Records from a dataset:
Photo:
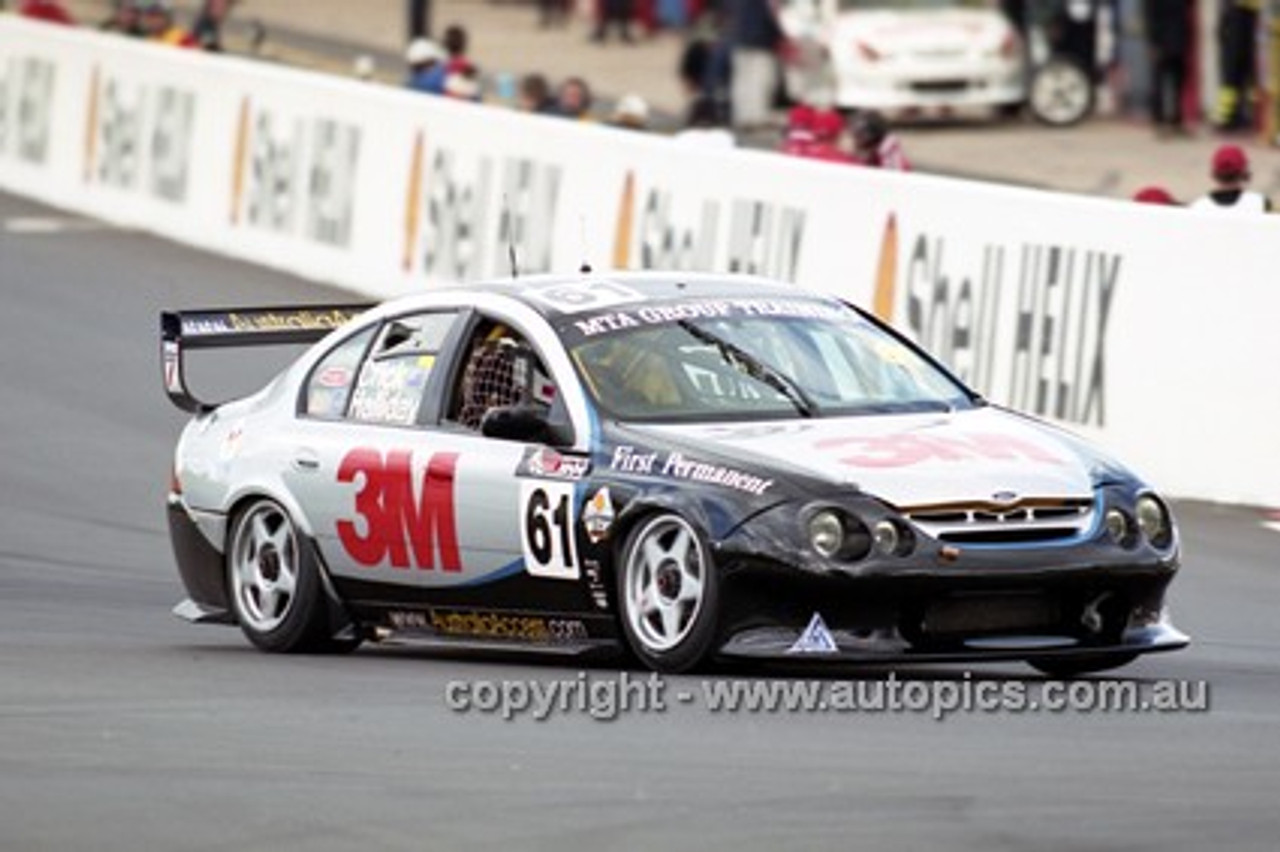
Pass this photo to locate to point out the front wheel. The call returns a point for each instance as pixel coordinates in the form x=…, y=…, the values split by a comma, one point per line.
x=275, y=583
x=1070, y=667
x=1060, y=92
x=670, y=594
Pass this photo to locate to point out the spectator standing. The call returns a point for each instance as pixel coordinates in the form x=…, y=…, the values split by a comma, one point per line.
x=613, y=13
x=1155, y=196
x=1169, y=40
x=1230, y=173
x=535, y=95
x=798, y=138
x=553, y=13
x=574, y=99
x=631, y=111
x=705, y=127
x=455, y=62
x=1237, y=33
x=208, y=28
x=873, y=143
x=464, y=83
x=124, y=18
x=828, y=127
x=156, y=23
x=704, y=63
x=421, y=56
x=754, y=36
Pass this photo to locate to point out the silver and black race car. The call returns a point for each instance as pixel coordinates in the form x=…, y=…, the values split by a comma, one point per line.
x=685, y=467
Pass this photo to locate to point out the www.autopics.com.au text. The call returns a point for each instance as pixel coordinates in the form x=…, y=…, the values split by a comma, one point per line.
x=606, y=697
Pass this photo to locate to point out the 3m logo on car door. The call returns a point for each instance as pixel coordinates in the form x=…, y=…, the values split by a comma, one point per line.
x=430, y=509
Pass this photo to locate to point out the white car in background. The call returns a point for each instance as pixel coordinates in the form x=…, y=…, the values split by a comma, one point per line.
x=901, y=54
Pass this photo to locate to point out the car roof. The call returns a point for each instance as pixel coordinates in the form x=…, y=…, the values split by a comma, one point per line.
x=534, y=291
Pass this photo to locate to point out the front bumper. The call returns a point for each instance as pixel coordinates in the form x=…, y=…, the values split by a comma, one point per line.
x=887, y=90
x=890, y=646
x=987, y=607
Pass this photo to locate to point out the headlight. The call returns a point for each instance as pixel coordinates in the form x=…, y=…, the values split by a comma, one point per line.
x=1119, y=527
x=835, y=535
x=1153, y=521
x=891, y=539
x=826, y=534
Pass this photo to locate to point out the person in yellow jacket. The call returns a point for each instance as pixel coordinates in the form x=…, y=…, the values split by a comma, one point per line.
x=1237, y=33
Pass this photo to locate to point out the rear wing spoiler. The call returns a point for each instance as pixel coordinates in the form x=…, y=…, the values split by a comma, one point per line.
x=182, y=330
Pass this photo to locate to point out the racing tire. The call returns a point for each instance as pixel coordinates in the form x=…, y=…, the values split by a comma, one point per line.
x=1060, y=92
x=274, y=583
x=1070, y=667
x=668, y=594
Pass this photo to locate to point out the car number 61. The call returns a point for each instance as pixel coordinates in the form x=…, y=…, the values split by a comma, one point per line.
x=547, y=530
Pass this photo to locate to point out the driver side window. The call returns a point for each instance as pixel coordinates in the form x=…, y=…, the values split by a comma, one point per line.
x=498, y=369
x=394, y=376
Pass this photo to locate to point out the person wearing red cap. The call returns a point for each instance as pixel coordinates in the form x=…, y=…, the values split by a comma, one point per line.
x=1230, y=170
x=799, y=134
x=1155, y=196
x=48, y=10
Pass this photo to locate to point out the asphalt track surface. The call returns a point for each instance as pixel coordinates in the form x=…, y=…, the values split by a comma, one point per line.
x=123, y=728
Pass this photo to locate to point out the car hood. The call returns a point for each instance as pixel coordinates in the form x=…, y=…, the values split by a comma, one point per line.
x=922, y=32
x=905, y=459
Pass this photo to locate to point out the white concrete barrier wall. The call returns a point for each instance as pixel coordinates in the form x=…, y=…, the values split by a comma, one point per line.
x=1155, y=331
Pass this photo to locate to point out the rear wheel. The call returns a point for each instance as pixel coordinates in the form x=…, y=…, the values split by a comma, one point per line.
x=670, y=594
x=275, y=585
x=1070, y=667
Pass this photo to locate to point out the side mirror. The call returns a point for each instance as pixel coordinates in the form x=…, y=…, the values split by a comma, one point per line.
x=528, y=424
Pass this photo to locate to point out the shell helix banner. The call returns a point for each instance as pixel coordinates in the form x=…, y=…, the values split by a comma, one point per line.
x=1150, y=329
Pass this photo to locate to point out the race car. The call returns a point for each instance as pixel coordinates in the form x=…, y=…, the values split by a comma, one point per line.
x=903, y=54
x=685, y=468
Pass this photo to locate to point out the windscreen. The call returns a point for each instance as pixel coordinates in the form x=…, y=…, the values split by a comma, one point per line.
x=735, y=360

Short task: Please update the listing above by changing every "pixel coordinates" to "image coordinates", keep everything else the same, and give the full result without the pictures.

Correct response:
Photo:
Pass this photo to locate to point out the front wheel. The call returns a point for each instance as image coordinates in the form x=…, y=…, the values split by a comma, one point per line.
x=275, y=583
x=1070, y=667
x=1060, y=92
x=670, y=594
Pass this photo to locate to point out the spectator standing. The call returns a point for each instance as image coordinates in the form x=…, y=…, the values split by a comma, one point per line.
x=613, y=13
x=1155, y=196
x=1169, y=40
x=1230, y=173
x=535, y=95
x=798, y=138
x=553, y=13
x=574, y=99
x=631, y=111
x=705, y=127
x=455, y=62
x=1237, y=33
x=208, y=28
x=873, y=143
x=464, y=83
x=124, y=18
x=828, y=127
x=156, y=23
x=704, y=63
x=421, y=56
x=754, y=36
Pass this photo to locate to point out the silver and black race car. The call returns a point for each instance as image coordinates in the form x=…, y=…, the values split by a comma, one point per line.
x=685, y=467
Pass this photo to locate to point out the www.autopics.com.au text. The call returns a point for each instance as image coordinates in the form x=…, y=…, the values split by a comma, one point per line.
x=606, y=697
Pass this photo to locate to point out the 3m logo on car door. The call returns a point for each instance as image coordinates in the form x=…, y=…, the values split by a comma, one point per line.
x=430, y=509
Pass this photo to locate to point out the white car in background. The call returns a point for each instance as image coordinates in the form x=…, y=…, the values split by a comma, one point per line.
x=901, y=54
Pass this photo to locate to point out the car roof. The call returns a point for each instance as image coordinates in the form x=…, y=…, the values split by a comma, one point per line.
x=534, y=291
Pass this photo to locate to point out the front bumper. The call returns a point for each instance as image coordinates in the form x=…, y=…, the values split by a comma, one point per line.
x=887, y=90
x=890, y=646
x=987, y=607
Pass this photo to locate to point out the headlight. The call returns a point for each instance as image coordinates in the form x=…, y=…, the values split by a comma, one point per line.
x=1119, y=527
x=835, y=535
x=1153, y=521
x=891, y=539
x=826, y=534
Pass this photo to locate to point out the person in yellow jacket. The call returns a point for each instance as image coordinates in the form x=…, y=…, the values split by a comma, one point per line.
x=1237, y=33
Pass this photo to locate to point out the rear wing spoiler. The call returns a point for each instance as image coordinates in the form x=…, y=…, the values split by a comma, one point per line.
x=182, y=330
Pass this photo to locate to point out the racing tire. The call returns a point for each instance as image coordinates in the form x=…, y=…, the values split by a comma, one point per line.
x=1060, y=92
x=274, y=583
x=1070, y=667
x=668, y=594
Pass this photo to locate to point out the car number 61. The call returns a point for each instance as image coordinates in the form x=…, y=…, the values split by a comma, one point per line.
x=547, y=530
Pass this photo to locate to point out the driver side window. The call returns a point for each instance as image coordinates in the form x=…, y=…, the values split by a comma, one point per line.
x=498, y=369
x=394, y=376
Pass this photo to locate to point out the person wearing red cap. The call returns a point for each instance as image coordinates in the form x=…, y=…, the values split by a comma, one point per line.
x=1230, y=170
x=799, y=134
x=1155, y=196
x=48, y=10
Pass this photo to locate to point out the asphalt track surface. The call returns a point for each instance as image coordinates in the form x=…, y=…, the values split by a comma, one point per line.
x=123, y=728
Pass this photo to locate to point out the car hood. The call returns a point for each instance as image coordinates in the form x=…, y=…, the values split by a comma, one point per line.
x=922, y=32
x=905, y=459
Pass this photo to locate to point out the white concrete barrier wall. The call returns a point for each instance as image coordinates in the form x=…, y=…, the values split by a comma, one point per line.
x=1155, y=331
Pass this photo to locate to point out the rear wheel. The call returns a point for each instance as image coordinates in the form x=…, y=…, the values split by a comma, one point per line.
x=670, y=594
x=275, y=585
x=1070, y=667
Pass this photo to locate to point out the side mirror. The call returns a point for each instance as image coordinates in the form x=…, y=…, the values split by a comma, one point per line.
x=528, y=424
Pass this photo to locate to point out the shell helix banner. The call returns a point for each instance as image coordinates in the form x=…, y=…, the values split by a comma, one point per line.
x=1150, y=329
Pass this photo to locate to point out the race car. The call returns a point for each instance as image coordinates in the form x=…, y=…, the values split by a comma, one point per line.
x=903, y=54
x=685, y=468
Pass this photo to locate to point out the windscreen. The call returns a point for each instance as image coordinates in the form x=…, y=…, the values split by a comma, one point per line.
x=735, y=360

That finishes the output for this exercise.